PERGUNTAS DE ESTUDO »
**1)** No texto sobre a risperidona, explique em uma a três frases por que a palavra "profissional(ais)" traz o plural entre parênteses.
**2)** Prossiga com o texto sobre a risperidona a partir da última frase dele.

TEXTO APRESENTADO »
----------

O remédio é usado para tratar as chamadas psicoses. Isto significa que ele tem um efeito favorável sobre um certo número de transtornos relacionados ao pensamento e às emoções.

De acordo com o fabricante do remédio, a Risperidona é indicada para o tratamento de transtornos do comportamento, para pacientes com demência nos quais os sintomas como agressividade, transtornos psicomotores ou sintomas psicóticos são comuns.
Além do uso em pessoas com autismo, o medicamento é usado para os tratamentos de esquizofrenia e transtorno bipolar.

A risperidona é um antipsicótico que age como antagonista dos receptores da dopamina e serotonina. Faz parte do grupo de antipsicóticos usualmente chamados de atípicos ou de segunda geração, os quais são reconhecidos pelo menor risco de incidência de efeitos extrapiramidais comparados aos antipsicóticos de primeira geração.

O sistema extrapiramidal é uma rede de neurônios localizada no cérebro humano que faz parte do sistema motor envolvido na coordenação dos movimentos.

E os efeitos extrapiramidais ocorrem porque os medicamentos chamados de antipsicóticos afetam os efeitos da dopamina no cérebro.

Atenção: crianças podem tomar medicamentos psicotrópicos?

O tratamento de transtornos mentais em crianças e adolescentes é bastante complexo e exige postura bastante cuidadosa por parte do(s) profissional(ais) que o realiza(m). Os plurais se referem à tendência cada vez mais forte do trabalho multidisciplinar, com vários profissionais contribuindo para o diagnóstico e tratamento de necessidades múltiplas.

----------

DADOS DE ENTRADA »
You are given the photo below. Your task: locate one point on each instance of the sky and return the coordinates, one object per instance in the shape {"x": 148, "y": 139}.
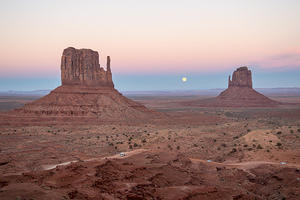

----------

RESPOSTAS DAS ATIVIDADES »
**1)** O plural entre parênteses mostra a tendência cada vez mais forte do trabalho multidisciplinar. Nele, vários profissionais contribuem para o diagnóstico e o tratamento de necessidades múltiplas.

**2)**
A avaliação cuidadosa exige que se use parâmetros psicológicos, fisiológicos e sociais, para detectar as dificuldades que cada criança/adolescente apresenta.
Transtornos psiquiátricos são definidos a partir de alterações no humor, na cognição e/ou no comportamento que afetam significativamente vários aspectos do funcionamento e desenvolvimento da criança/adolescente.
As várias dimensões do transtorno devem ser avaliadas e levadas em conta no momento de se escolher os recursos terapêuticos a serem utilizados.

O tratamento farmacológico se destina a controlar sintomas específicos, auxiliando o benefício de outras intervenções terapêuticas.

Por exemplo, uma criança pode estar com tal grau de desatenção e hiperatividade que não consegue ficar sentada na sala de aula e aprender.

Encaminhada para seguimento com psicopedagoga pode apresentar as mesmas dificuldades e não conseguir aproveitar o tratamento oferecido.
Com o uso da medicação adequada, pode haver o controle dos sintomas de forma que a criança possa aderir ao acompanhamento psicopedagógico e se beneficiar com ele.

Por se tratarem de pessoas em desenvolvimento, o tratamento deve buscar não só o controle dos sintomas mas também o retorno ao caminho da evolução esperada para sua idade e contexto sócio-cultural.

A necessidade do uso de medicação para determinados sintomas-alvo deve ser constantemente reavaliada porque muitas questões se resolvem com o amadurecimento, outras se transformam e outras só vão surgir mais tarde.
O que é adequado em uma idade pode não ser em outra, a avaliação precisa ser abrangente e continuada.

Os objetivos do uso de medicação precisam ser bem discutido com o paciente e seus responsáveis, dentro das possibilidades de compreensão de cada um. Desde o começo é importante definir os sintomas-alvo, aqueles que se espera que a medicação ajude a controlar. Os possíveis efeitos colaterais também precisam ser esclarecidos antes do início do uso.
Alguns medicamentos exigem exames laboratoriais antes do início do tratamento e no seu decorrer.
O controle do crescimento em altura e peso também deve ser feito, pois alguns medicamentos podem interferir com apetite, metabolismo, ganho de peso.

Como são corpos que mudam, não só em tamanho, como em funcionamento, as doses devem ser ajustadas com frequência, para garantir efeito terapêutico e evitar os efeitos colaterais.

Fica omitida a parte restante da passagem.